### Task goal
Lay out the data below as a Markdown table with the columns Row and Text, giving each line its own numbered row. Skip blank lines and leave the pictures out.

### Data section
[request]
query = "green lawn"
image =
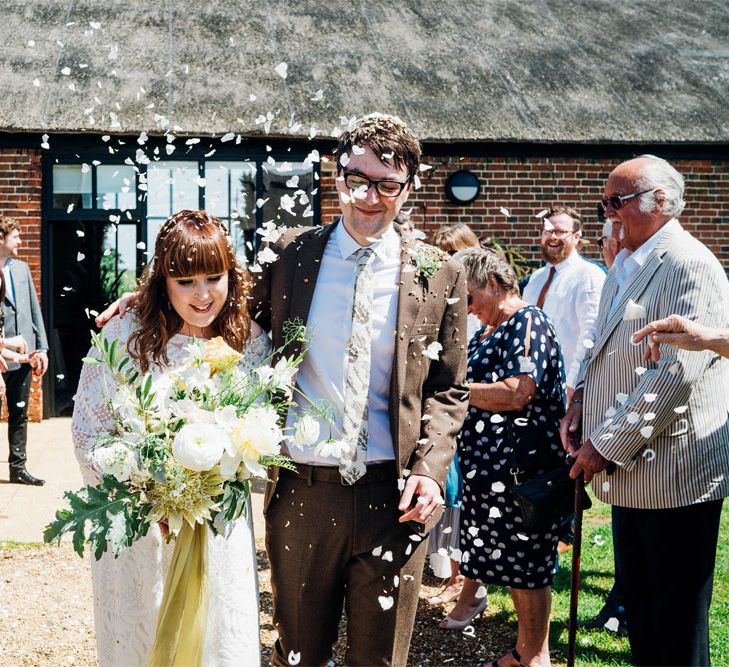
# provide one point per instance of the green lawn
(602, 647)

### In response
| Row | Text |
|---|---|
| 1 | [request] |
| 2 | query = "green lawn" |
| 3 | image = |
| 4 | # provide one point per instance of the green lawn |
| 5 | (602, 647) |